Passage to read:
————————
April 11, 2019

Insider view: Oslo is becoming the greentech capital of Europe

Impact tech, easily available startup grants and a perfect test environment - three reasons why Oslo could be the ultimate place to build your startup.

Mimi Billing

5 min read

Does Oslo have what other startup cities had a few years ago?

For years Oslo has been seen as merely the small capital of a country focused overwhelmingly on the oil and gas industry.

Whilst other cities have found that tech is the future, Oslo, which is home to around 1m people, has taken little notice — until recently.

The British investor Matthew Smith moved out of London for a couple of years ago to settle in Oslo “because of a girl”. Having invested in startups already in London, he realised that although there was an abundance of capital in Norway, very little of it was directed to the early stage funding of startups. One reason was that the angel investors had no idea how to do it, according to Smith.

Matthew Smith is an investor and the founder of startup The Lunicorn.

To educate and help angel investors, the Angel Challenge was set up and around 15 program has since happened in Norwegian cities such as Bergen, Stavanger, Trondheim and Oslo.
————————
Written problem: Continue the article about Oslo's startup scene, picking up after its final sentence.

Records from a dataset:
————————
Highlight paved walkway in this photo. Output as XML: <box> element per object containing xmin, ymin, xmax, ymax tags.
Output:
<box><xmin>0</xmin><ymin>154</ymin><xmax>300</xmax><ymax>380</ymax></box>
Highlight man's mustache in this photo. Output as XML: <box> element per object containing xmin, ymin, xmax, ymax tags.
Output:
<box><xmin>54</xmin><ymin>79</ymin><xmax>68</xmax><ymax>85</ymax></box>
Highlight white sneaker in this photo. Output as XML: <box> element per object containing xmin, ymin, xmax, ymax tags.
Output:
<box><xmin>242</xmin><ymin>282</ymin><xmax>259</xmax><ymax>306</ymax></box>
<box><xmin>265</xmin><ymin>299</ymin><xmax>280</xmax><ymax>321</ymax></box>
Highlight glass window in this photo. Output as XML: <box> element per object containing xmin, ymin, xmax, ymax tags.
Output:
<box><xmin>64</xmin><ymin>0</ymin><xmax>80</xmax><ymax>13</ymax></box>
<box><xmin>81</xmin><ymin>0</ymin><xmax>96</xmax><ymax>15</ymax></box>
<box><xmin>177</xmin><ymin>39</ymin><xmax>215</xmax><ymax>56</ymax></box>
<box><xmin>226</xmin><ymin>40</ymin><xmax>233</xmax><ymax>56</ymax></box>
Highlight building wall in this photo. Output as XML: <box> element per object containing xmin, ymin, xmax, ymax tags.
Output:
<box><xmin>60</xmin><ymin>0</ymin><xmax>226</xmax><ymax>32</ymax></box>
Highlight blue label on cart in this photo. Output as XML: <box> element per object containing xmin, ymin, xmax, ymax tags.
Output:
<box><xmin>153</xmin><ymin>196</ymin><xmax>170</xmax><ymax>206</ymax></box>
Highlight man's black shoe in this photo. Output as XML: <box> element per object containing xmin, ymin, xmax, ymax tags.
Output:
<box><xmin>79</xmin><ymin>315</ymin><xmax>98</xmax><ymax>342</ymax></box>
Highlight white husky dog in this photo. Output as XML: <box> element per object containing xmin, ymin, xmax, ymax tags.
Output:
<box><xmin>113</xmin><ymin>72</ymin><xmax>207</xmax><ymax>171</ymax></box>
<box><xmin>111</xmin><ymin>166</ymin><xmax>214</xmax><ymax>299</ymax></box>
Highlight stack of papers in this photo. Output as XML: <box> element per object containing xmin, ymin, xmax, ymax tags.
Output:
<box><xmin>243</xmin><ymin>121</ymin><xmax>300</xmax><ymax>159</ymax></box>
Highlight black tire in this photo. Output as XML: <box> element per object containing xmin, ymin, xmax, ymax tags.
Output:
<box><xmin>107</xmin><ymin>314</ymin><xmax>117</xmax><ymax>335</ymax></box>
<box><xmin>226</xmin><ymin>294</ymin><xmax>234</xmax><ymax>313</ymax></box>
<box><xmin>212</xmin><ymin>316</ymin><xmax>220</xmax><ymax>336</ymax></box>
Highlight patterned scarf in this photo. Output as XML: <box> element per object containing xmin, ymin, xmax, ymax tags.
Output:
————————
Written reply:
Seven months ago Smith founded his own startup, and is loving life travelling around with his mobile media brand company The Lunicorn.

What is Oslo’s biggest strength?

Smith: Oslo is establishing itself as the green tech capital across Europe, and therefore impact is its thing. They have an accelerator called Katapult, and they are on their fourth batch right now. They have also just launched Katapult Ocean, which is exciting because the maritime industry is shifting, and fishing and agriculture are very strong in Norway. Now everyone is waking up, and with Katapult Ocean, one is trying to solve the world's ocean problems.

Read also: These 100 Nordic companies are set to change the world

What is the biggest challenge?

There are about zero funds in Oslo. There is one called Snö, but since the founders got their wealth in the Dot-com era, it is an evergreen fund. Then you have Northzone, which was ironically founded in Norway but is now based in London. One of the challenges is the later stage funding. Another improvement would be to have more incubators.

In what ways has it changed over the last five years?

The corporates are starting to wake up. We are starting to see some large LPs of the accelerators and things like that. One example of this is DNB that has launched a fund worth €25m, focused on fintech. But we need more companies like Kahoot to get people to consider a career in startups.

How easy is it to hire people?

There is talent and it is becoming easier to come by. Everyone says that tech talent is expensive but it is not in comparison to the US. The only problem with tech talent in Oslo is that the big tech firms in Oslo pay very well. So to try to find those developers interested and willing to take a sub-salary in combination with equity can be difficult. And on top of that, Norway legal system is negative towards share option schemes, which means that employees get taxed on the value of the business.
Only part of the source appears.